Data entries:

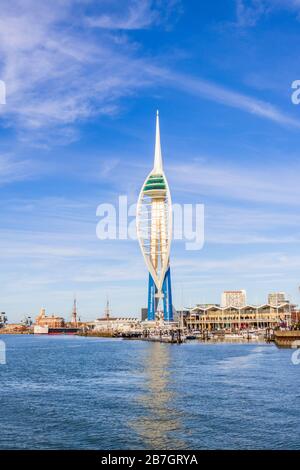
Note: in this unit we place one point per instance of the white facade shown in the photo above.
(234, 298)
(276, 298)
(154, 219)
(120, 325)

Exercise objective: Arrange every line of the listing above as a numbered list, skipping any blank lines. Leave the pictures out of your answer.

Written answer:
1. Note: in this unit we place one point per instance of the white facade shown in the photo above.
2. (234, 298)
3. (276, 298)
4. (154, 219)
5. (120, 325)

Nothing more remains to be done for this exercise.